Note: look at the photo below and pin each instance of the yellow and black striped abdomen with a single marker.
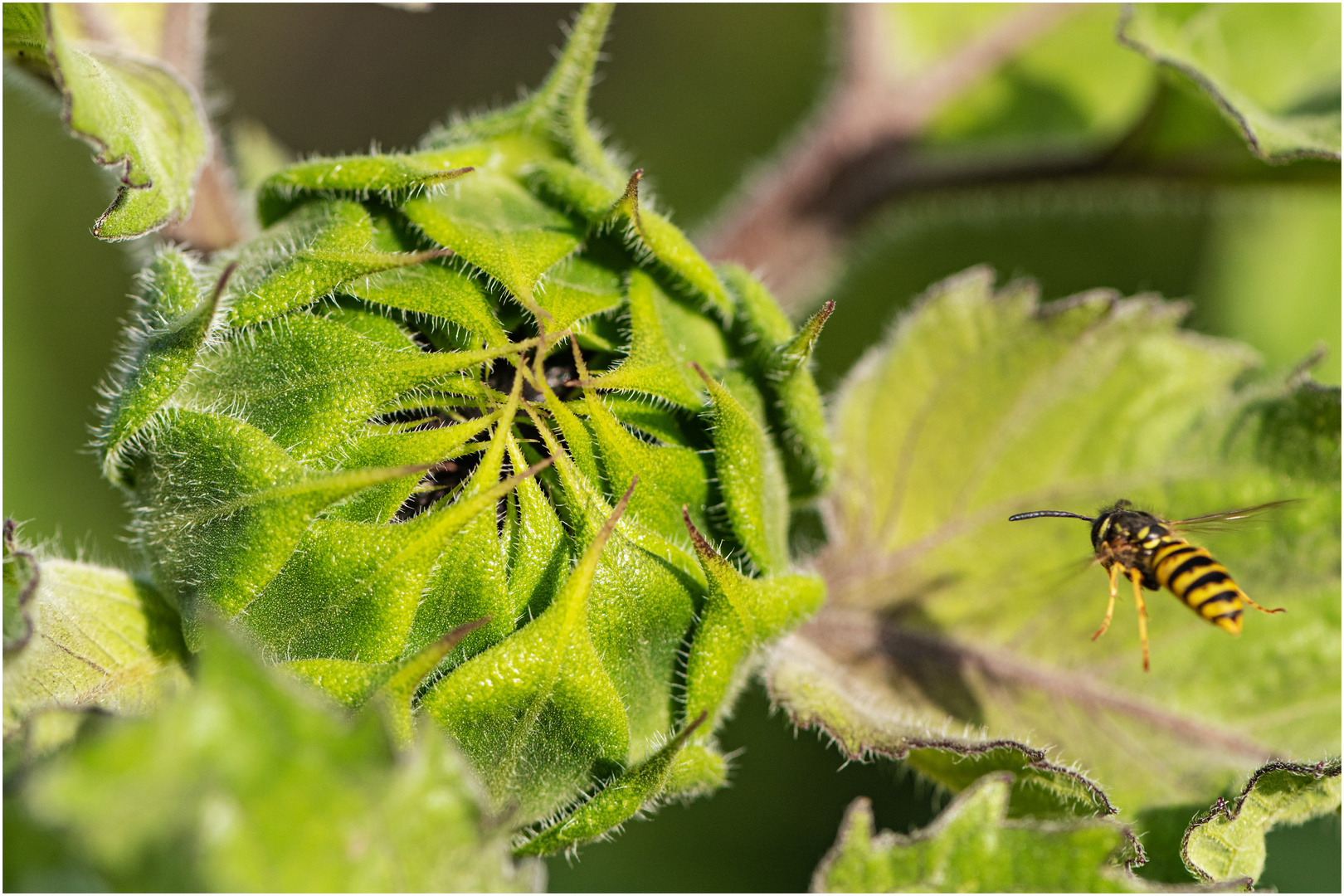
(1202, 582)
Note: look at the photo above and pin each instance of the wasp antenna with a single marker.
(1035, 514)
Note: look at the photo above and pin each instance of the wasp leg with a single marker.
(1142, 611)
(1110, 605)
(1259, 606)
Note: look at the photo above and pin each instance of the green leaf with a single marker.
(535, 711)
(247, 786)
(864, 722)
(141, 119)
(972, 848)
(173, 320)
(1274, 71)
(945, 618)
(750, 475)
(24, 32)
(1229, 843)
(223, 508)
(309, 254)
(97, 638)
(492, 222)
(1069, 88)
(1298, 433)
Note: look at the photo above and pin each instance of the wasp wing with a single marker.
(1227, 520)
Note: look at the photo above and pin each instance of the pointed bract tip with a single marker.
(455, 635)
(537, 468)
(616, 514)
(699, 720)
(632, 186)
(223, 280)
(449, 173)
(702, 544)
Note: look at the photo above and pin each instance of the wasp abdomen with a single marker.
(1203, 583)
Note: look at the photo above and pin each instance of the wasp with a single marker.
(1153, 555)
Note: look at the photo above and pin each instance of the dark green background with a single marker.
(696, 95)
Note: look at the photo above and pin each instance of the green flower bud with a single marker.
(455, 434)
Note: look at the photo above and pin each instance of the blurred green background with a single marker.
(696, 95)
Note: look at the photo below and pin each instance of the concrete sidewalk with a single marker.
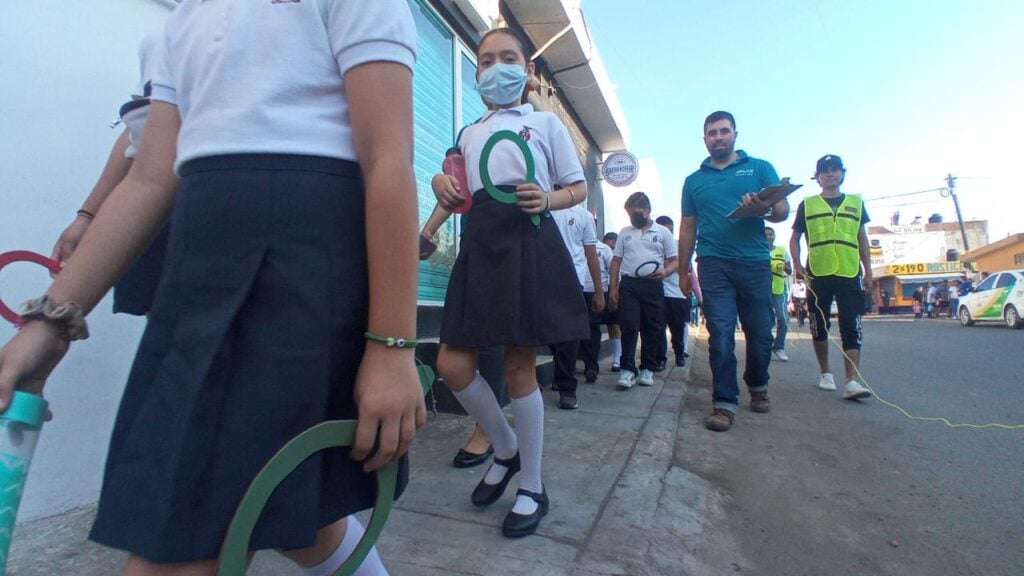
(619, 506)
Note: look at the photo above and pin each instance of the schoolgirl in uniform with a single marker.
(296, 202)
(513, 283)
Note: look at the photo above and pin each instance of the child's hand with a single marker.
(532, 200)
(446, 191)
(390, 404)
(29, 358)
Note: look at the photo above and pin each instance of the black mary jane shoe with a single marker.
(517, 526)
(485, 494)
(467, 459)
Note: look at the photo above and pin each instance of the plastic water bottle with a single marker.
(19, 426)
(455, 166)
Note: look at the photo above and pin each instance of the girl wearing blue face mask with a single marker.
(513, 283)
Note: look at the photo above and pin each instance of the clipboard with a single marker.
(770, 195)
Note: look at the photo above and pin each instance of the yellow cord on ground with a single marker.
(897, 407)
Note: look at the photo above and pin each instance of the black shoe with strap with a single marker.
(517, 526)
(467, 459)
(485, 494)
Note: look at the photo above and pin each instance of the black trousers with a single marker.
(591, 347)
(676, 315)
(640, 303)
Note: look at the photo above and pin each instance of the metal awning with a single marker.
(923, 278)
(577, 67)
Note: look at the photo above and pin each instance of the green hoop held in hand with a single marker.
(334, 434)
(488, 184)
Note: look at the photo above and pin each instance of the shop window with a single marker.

..............................

__Task objective__: Copy every item above word for word, without the pictures.

__Expected answer__:
Note: look at the photo below and pin each instance of the yellow and black striped abdomen with a single marker.
(1202, 582)
Note: look at the photo above and pin each instance of the wasp antenna with a single marker.
(1035, 514)
Note: look at the photo above and pin each instance of the wasp leg with a single marker.
(1142, 611)
(1110, 605)
(1259, 606)
Note: look at the photo above and pin each instance of the green leaf with a single marker.
(535, 711)
(247, 786)
(864, 722)
(141, 119)
(972, 848)
(173, 320)
(1274, 71)
(945, 618)
(750, 475)
(24, 32)
(1229, 843)
(223, 508)
(309, 254)
(97, 638)
(492, 222)
(1069, 88)
(1298, 433)
Note: look at the photo above and pin each instance of the wasp wing with a single marker.
(1227, 520)
Note: look at the photo above and pin each instance of the pointed bract tip with a single marker.
(455, 635)
(537, 468)
(616, 514)
(699, 720)
(632, 186)
(223, 280)
(449, 173)
(702, 544)
Note: look at the photo above and pin each instance of the wasp abdomen with a single marker.
(1203, 583)
Note: look at the photo above and pin each instance of the wasp with a single marker.
(1153, 555)
Note: look at the photo above and pin each instance of the dark green background with a single marker.
(696, 95)
Note: look at the photo above and pin each instance of the green flower bud with a single marker.
(455, 434)
Note: look at the photo above and pin each instance of the blurred green background with a single marker.
(696, 95)
Note: look at the photo below and pin each instance of the concrete sidewalk with a single marker.
(619, 506)
Note: look at the photo above and pin each instance of the schoolgirl in uniform with a single marker.
(296, 202)
(513, 283)
Note: look at the photo above and pin each instance of the child's hand with a single marker.
(532, 200)
(446, 191)
(390, 404)
(29, 358)
Note: look at the photo above and pin each instance of the black mary jane shoe with a single marker.
(517, 526)
(485, 494)
(467, 459)
Note: look at the photo above and pin each instance of the plastic water bottle with a single marker.
(19, 426)
(455, 166)
Note: look at the photo above and pin each instance of the girl wearing blue face mask with a single marker.
(513, 283)
Note: look at the photo above and pin each instance of the clipboard with a single marker.
(770, 195)
Note: look at the photo above and pin each instance of the yellow cord on ground with a single marker.
(897, 407)
Note: look at the photo above and pin each instance of the black shoe with strap with a single marker.
(517, 526)
(467, 459)
(485, 494)
Note: look at the photo above and pin each instance of the black trousers with a single marker.
(591, 347)
(676, 315)
(640, 303)
Note: look at the photo above and pin each instance of the metal awning with a single marker.
(923, 278)
(577, 67)
Note: look at the photo above and pin each instance of the green hoop held in hand with a single marker.
(334, 434)
(488, 184)
Note: look at the photo above and pin each instance of the shop window with a single marker.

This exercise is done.